Task brief: Copy the rows below with every "set a pin" replaced by "place a marker", leaving everything else unchanged.

>> BEGIN Provided records

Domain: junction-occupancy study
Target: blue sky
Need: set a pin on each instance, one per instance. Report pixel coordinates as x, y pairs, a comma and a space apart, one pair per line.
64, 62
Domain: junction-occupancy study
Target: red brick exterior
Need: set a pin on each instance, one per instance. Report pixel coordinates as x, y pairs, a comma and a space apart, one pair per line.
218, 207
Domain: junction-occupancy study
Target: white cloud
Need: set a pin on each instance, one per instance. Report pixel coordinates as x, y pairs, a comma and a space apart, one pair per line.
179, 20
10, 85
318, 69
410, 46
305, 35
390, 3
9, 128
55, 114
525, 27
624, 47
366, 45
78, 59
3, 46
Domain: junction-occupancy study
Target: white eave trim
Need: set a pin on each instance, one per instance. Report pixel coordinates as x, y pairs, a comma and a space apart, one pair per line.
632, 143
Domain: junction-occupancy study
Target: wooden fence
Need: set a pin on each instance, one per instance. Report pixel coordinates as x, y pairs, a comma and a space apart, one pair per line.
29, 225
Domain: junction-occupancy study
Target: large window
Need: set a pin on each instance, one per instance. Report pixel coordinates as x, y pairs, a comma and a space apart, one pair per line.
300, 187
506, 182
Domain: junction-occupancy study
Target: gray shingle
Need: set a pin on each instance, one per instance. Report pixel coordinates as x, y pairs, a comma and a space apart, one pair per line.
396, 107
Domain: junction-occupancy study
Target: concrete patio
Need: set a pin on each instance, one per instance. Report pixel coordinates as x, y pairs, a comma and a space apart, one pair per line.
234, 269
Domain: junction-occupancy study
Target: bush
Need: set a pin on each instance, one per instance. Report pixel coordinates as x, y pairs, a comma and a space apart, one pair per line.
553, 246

>> END Provided records

Result of the exercise:
Domain: junction-occupancy study
Target: blue sky
Need: place a marker on each instance, one per instance. Report pixel coordinates as x, y pairs, a comma and a space apart, one pair per line.
64, 62
Domain: junction-occupancy study
Target: red brick exterior
Need: place a marker on each instance, one per instance. Report pixel coordinates as x, y pairs, a comma and a space apart, one pair per line.
218, 207
Domain: junction-occupancy study
Target: white cloud
Need: place a marker on each instance, one per instance. Report pixel coordinates as x, y pairs, a comma and a space apart, one pair per line.
179, 20
10, 85
318, 69
410, 46
305, 35
390, 3
9, 128
55, 114
525, 27
624, 47
366, 45
78, 59
3, 46
Domain: junction-occupancy study
Target: white eave trim
Need: place a marker on each instance, one per instance. Report pixel coordinates as x, y pairs, a comma and a space apart, one pair per line.
632, 143
Domain: junction-occupancy study
Target: wooden fence
Need: place a marker on each instance, one per instance. Report pixel coordinates as x, y pairs, a comma and a space apart, one pair per line.
29, 225
Domain: junction-occupancy study
Target: large window
Need: place a marker on each instance, one per instance. Report pixel coordinates as x, y pairs, a comma and a space apart, one pair per line.
300, 187
506, 182
Domain: junction-occupancy study
Target: gray shingle
Need: place a marker on each instance, one per instance. Report pixel coordinates as x, y pairs, a comma and a space apart, one pair per line.
396, 107
Domain: junction-occupancy study
Target: concrete patio
Need: place a marker on each instance, one per instance. Report pixel coordinates as x, y pairs, a comma and a space apart, one pair per line.
234, 269
Domain: junction-occupancy study
Target: bush
Need: place a marker on each instance, one per instance. Report pixel coordinates as x, y pairs, a comma and a space apart, one pair per line.
553, 246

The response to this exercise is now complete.